Exercise objective
From the data that follows, print exactly the lines starting at the one containing "Target: tile floor" and ending at the one containing "shown by (64,127)."; include both of them and nothing more.

[Stored data entries]
----
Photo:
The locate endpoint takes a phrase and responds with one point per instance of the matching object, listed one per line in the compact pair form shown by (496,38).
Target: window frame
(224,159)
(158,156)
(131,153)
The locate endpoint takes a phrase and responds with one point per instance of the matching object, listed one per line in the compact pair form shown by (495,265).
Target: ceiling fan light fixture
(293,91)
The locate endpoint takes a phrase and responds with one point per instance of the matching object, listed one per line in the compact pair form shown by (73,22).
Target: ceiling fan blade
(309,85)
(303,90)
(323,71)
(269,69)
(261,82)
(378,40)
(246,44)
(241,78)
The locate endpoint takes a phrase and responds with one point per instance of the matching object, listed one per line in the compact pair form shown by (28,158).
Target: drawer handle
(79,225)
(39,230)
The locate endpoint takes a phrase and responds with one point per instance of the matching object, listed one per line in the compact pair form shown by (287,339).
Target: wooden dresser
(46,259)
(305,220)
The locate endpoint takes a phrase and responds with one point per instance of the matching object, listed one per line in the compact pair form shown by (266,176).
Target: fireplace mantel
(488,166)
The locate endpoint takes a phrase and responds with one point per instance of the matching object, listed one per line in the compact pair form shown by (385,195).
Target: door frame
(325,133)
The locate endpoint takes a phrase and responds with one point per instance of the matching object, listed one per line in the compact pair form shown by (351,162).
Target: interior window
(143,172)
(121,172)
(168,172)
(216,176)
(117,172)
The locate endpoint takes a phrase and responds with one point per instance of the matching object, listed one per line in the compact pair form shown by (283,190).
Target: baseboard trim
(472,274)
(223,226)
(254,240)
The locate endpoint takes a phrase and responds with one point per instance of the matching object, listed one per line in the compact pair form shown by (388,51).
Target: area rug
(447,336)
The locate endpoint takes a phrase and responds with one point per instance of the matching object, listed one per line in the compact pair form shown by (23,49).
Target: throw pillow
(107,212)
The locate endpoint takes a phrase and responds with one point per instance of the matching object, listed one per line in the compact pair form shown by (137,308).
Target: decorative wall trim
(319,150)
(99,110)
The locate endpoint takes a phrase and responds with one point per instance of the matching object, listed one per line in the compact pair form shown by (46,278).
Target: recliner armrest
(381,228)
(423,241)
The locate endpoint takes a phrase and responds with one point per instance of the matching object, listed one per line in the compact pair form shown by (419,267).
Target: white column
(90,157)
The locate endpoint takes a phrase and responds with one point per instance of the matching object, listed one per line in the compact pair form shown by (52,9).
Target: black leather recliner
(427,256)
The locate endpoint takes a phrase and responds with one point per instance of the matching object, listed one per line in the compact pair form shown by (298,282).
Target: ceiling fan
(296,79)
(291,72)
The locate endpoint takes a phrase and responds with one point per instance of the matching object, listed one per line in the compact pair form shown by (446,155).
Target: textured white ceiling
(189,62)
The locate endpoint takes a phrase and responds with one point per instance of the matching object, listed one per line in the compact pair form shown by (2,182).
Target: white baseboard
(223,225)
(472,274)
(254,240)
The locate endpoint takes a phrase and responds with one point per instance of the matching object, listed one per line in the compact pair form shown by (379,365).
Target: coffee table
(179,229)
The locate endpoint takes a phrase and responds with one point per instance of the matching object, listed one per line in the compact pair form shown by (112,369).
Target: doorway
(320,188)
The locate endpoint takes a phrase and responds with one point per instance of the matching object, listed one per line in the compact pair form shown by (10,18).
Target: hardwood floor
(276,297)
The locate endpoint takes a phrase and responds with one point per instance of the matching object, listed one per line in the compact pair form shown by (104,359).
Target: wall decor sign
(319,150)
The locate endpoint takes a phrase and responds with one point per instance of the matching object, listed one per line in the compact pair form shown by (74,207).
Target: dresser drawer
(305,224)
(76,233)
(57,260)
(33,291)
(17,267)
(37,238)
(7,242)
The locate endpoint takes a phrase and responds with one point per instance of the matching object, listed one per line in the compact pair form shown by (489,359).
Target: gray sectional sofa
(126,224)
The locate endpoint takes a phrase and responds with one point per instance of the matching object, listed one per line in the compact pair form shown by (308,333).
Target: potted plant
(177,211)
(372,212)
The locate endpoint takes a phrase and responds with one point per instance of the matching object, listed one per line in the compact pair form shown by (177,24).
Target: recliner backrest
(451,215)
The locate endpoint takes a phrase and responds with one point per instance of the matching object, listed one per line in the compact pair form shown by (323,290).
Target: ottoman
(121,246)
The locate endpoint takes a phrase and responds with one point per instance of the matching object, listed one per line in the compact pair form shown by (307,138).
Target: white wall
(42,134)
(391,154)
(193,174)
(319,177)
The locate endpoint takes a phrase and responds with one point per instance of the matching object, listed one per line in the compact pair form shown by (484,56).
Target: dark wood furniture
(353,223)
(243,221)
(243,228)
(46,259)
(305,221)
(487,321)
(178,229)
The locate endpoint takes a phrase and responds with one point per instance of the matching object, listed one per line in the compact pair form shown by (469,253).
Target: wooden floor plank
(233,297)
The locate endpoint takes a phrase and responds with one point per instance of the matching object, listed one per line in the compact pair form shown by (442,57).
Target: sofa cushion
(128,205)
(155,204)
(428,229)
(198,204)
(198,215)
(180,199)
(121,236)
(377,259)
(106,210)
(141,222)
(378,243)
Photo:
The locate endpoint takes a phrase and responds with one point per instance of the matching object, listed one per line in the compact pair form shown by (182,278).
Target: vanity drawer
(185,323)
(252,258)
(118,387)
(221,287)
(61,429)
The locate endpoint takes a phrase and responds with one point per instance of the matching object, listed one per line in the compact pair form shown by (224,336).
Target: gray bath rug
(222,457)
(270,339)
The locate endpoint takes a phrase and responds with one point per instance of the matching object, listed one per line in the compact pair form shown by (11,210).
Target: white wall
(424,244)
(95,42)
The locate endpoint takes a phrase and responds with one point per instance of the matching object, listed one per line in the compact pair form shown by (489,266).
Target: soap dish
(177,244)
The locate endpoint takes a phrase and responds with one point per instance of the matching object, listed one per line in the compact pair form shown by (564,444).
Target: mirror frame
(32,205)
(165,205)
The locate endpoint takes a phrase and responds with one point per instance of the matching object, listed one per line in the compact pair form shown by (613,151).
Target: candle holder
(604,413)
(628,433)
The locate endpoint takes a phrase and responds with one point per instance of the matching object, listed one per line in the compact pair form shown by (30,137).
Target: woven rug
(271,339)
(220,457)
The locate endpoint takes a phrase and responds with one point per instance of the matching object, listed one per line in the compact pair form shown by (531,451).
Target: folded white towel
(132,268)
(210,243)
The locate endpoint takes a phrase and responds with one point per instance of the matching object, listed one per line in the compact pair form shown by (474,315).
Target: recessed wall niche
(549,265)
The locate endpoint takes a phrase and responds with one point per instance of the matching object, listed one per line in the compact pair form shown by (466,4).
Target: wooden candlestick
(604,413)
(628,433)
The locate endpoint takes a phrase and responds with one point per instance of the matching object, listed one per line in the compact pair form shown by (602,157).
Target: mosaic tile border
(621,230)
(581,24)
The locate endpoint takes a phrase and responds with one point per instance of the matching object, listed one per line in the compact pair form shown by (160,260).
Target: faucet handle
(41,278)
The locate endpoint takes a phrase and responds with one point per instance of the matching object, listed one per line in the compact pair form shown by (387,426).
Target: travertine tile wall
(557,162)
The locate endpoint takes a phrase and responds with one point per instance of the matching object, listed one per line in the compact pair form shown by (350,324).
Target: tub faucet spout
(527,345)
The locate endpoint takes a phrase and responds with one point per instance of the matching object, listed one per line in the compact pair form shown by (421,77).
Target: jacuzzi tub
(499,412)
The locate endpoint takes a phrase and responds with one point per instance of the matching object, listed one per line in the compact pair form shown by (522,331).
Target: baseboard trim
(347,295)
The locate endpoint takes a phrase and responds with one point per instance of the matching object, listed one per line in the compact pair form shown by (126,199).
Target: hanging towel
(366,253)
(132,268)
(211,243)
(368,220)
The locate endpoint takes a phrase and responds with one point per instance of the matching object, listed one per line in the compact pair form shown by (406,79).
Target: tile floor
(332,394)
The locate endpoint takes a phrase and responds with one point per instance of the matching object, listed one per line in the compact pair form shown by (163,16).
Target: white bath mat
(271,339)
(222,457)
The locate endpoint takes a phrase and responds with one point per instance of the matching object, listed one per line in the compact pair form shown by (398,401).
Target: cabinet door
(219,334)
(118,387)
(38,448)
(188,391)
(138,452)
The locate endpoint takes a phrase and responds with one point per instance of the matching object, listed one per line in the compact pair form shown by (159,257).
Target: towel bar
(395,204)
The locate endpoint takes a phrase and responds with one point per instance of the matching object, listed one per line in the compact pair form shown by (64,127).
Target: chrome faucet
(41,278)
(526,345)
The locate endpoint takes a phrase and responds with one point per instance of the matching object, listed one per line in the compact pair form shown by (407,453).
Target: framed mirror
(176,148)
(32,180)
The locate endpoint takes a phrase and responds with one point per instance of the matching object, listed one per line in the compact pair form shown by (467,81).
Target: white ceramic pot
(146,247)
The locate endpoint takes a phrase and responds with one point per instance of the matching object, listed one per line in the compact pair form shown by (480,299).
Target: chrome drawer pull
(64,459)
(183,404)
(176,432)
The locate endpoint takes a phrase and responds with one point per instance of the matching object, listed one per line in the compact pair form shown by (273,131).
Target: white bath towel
----
Your solution
Target: tile floor
(332,394)
The locate endpoint takes a phrase and responds with one point per instance of the matching object, listed one per line in the compact pair form shown by (163,16).
Target: white bath mat
(271,339)
(222,457)
The locate endpoint takes a phrase and responds with one point per instance of the matching object, listed one per line in the compact pair form shown by (398,401).
Target: cabinet door
(219,334)
(118,387)
(38,448)
(188,391)
(138,452)
The locate endpoint takes a phrase and responds with one point per instance of the matching object, listed one per line in the compact pair form shown by (159,257).
Target: towel bar
(395,204)
The locate endpoint takes a phrase and responds with one point per instance of the matching object, listed one per line in the compact pair form shown by (64,127).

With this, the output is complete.